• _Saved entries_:
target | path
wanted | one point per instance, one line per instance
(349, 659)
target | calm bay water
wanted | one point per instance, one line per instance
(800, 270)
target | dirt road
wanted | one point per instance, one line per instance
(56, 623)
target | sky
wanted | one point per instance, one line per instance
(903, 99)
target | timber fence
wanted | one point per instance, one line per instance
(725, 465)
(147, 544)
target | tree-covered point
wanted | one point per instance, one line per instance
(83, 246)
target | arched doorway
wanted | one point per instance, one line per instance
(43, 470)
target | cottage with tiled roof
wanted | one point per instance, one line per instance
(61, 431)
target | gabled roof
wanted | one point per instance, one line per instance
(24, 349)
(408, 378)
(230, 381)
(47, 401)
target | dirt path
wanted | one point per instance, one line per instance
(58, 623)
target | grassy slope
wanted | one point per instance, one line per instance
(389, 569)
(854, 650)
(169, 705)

• _Goal of the exercise_: Each line above is to be copied exactly as written.

• _Solution_:
target | path
wanted | one point per instance, one line per instance
(349, 659)
target | calm bay water
wanted | one point per instance, one line per instance
(800, 270)
target | dirt road
wanted | one point per instance, one line per instance
(56, 623)
target | sky
wanted | one point per instance, one line per instance
(903, 99)
target | timber fence
wanted | one point per instance, one line per instance
(725, 465)
(147, 544)
target | tree-covered point
wanted | one point per instance, one line per instance
(83, 246)
target | arched doorway
wanted | one point per instance, one line per instance
(43, 470)
target | cottage with tiled roof
wanted | one point per instance, one line per instance
(61, 431)
target | gabled roof
wanted | one point per instance, one line per instance
(24, 349)
(408, 378)
(230, 381)
(47, 401)
target | dirt path
wanted | one point per instance, one line per instance
(58, 623)
target | grassy slope
wanted | one point per instance, one line per instance
(389, 569)
(854, 650)
(169, 705)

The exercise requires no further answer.